▸ **提示文**:
後編はこちら → 新潟で「日本基準」のアニメ映画祭が始まった!

私たちは「映画祭」がわからない

 「アニメーションの映画祭」と言われても、万人になじみがあるとは言いがたい。映画祭に通う人は玄人で、ファンから少し遠いところにいる、そんな印象もある。そして何より、鬼滅の刃やワンピースの劇場版は人気なのに、映画祭で大きく取り上げられるという話は聞いたことがない。なぜだろう?

 そこで、2024年3月15日から20日にかけて開催される「第2回 新潟国際アニメーション映画祭」でプログラムディレクターを務める数土直志氏に、「そもそも『映画祭』とは何か?」をじっくり教えてもらった。

―― まず、新潟国際アニメーション映画祭に関わるようになった経緯についてお聞かせ下さい。

数土 もともと「アニメーションの映画祭」に興味をもっていて、日本から情報発信する必要性を感じていました。

 そんな折、ユーロスペースの堀越謙三氏と、ジェンコの真木太郎氏から「新潟で国際アニメーション映画祭をやりたいのだけれど」と相談されたのがきっかけです。結果的に堀越さんが実行委員長、真木さんはジェネラル・プロデューサー、僕がプログラムディレクターを務める形で始まりました。昨年の2023年が初開催で、今年が2回目になります。

新潟国際アニメーション映画祭を創った2人

■堀越謙三氏……アート系映画を上映するミニシアターの草分け的な劇場「ユーロスペース」を創設。映画の製作・配給も。1997年には「映画美学校」を設立。東京藝術大学名誉教授。新潟県の開志専門職大学 アニメ・マンガ学部 学部長/教授。新潟国際アニメーション映画祭では実行委員会委員長を務める。

■真木太郎氏……アニメプロデューサー。アニメ企画会社である株式会社ジェンコ代表取締役。クラウドファンディングをきっかけに映画『この世界の片隅に』(2016年)を成功に導いたことでも知られる。新潟国際アニメーション映画祭ではジェネラルプロデューサーを務める。

―― 映画祭のイメージは「監督やスタッフが賞を獲る場所」という程度の認識です。実は私も知らないことが多いんです。数土さんはどうして興味を持ったのですか?

数土 きっかけは、フランスで開催されている「アヌシー国際アニメーション映画祭」ですね。昔、とある日本のアニメ作品がアヌシーのコンペティション(入賞候補作品)に入り、監督が招待されたので取材に行ったんです。

▸ **データセット**:
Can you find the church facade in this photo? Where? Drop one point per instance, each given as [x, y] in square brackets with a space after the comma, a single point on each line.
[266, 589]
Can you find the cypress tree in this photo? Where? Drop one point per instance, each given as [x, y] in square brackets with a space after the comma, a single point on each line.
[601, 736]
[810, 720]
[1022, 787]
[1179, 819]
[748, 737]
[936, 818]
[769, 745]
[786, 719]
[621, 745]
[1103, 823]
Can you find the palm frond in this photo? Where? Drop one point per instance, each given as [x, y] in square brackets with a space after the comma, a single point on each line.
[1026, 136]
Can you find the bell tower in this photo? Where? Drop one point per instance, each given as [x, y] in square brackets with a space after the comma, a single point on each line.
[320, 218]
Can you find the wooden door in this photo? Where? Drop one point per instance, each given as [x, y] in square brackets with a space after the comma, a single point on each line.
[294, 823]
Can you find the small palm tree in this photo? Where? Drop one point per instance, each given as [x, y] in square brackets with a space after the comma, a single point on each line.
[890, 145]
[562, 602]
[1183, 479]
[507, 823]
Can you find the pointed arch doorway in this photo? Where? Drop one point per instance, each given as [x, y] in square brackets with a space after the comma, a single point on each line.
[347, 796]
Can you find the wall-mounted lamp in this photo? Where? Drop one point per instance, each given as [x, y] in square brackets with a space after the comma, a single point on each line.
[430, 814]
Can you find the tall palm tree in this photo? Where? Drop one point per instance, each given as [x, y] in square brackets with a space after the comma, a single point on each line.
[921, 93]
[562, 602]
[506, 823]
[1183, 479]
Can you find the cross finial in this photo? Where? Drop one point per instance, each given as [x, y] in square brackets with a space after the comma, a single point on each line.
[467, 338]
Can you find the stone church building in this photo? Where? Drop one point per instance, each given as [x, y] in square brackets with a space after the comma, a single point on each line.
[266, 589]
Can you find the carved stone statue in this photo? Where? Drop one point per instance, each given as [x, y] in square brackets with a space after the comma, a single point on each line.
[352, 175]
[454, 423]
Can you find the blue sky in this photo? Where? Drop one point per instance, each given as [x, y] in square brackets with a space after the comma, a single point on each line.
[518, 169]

▸ **実行する作業**:
- A) アニメーション映画祭の記事のうち、「そこで、2024年3月15日」を含む語句で始まり「ラルプロデューサーを務める。」で終わる部分を一字も変えずに出力せよ。
- B) アニメーション映画祭の記事の最後の文を受けて、その続きを書き継げ。

▸ **作業の結果**:
- A)
そこで、2024年3月15日から20日にかけて開催される「第2回 新潟国際アニメーション映画祭」でプログラムディレクターを務める数土直志氏に、「そもそも『映画祭』とは何か?」をじっくり教えてもらった。

―― まず、新潟国際アニメーション映画祭に関わるようになった経緯についてお聞かせ下さい。

数土 もともと「アニメーションの映画祭」に興味をもっていて、日本から情報発信する必要性を感じていました。

 そんな折、ユーロスペースの堀越謙三氏と、ジェンコの真木太郎氏から「新潟で国際アニメーション映画祭をやりたいのだけれど」と相談されたのがきっかけです。結果的に堀越さんが実行委員長、真木さんはジェネラル・プロデューサー、僕がプログラムディレクターを務める形で始まりました。昨年の2023年が初開催で、今年が2回目になります。

新潟国際アニメーション映画祭を創った2人

■堀越謙三氏……アート系映画を上映するミニシアターの草分け的な劇場「ユーロスペース」を創設。映画の製作・配給も。1997年には「映画美学校」を設立。東京藝術大学名誉教授。新潟県の開志専門職大学 アニメ・マンガ学部 学部長/教授。新潟国際アニメーション映画祭では実行委員会委員長を務める。

■真木太郎氏……アニメプロデューサー。アニメ企画会社である株式会社ジェンコ代表取締役。クラウドファンディングをきっかけに映画『この世界の片隅に』(2016年)を成功に導いたことでも知られる。新潟国際アニメーション映画祭ではジェネラルプロデューサーを務める。

- B)
 すると、映画祭では僕らが思うような「海外での日本アニメ人気」とはまったく別の世界が繰り広げられていたんです。

―― まったく別の世界?

数土 普通、僕たちが「海外で日本アニメが人気」というと、パリの「Japan EXPO」やロサンゼルスの「Anime Expo」のにぎわいを思い浮かべますよね。監督がステージに上がるとファンから熱狂的な声援が起こるとか、コスプレイヤーさんがたくさん集まるとか。

 でも、アヌシーの映画祭には、そういうファンの賑わいとはまったく別の世界があったんです。上映される作品の多くがヨーロッパのアニメーションが中心で、日本のアニメは少ない。

―― えっ、アニメーションの祭典なのに、日本のアニメが少ない?

基準は「アート」

数土 映画祭には世界中のアニメーション作家が応募してくる。けれども、上映される作品も、賞で選ばれる作品もヨーロッパが中心。評価される基準もまったく日本やアメリカとは異なっていました。

―― 日本と違う評価基準、それは言葉にするとどんなものでしょうか?

数土 スタンダードなコースとしては、美術大学のアニメーション専攻を卒業した作家が、1人ないし数人でコツコツとアニメーションを作って映画祭で発表する。そして「アート」という軸で評価・評論されていくことになります。

 僕もアヌシーに初めて行ったときは、日本とはまったく別の世界を見て、『一体これは何が起こっているのか? 日本のアニメと関係があるのかないのか?』と。そこから「映画祭」に興味を持ったのですが、それから数年経った頃から、日本のアニメ作品も徐々に海外の映画祭で受賞するようになりました。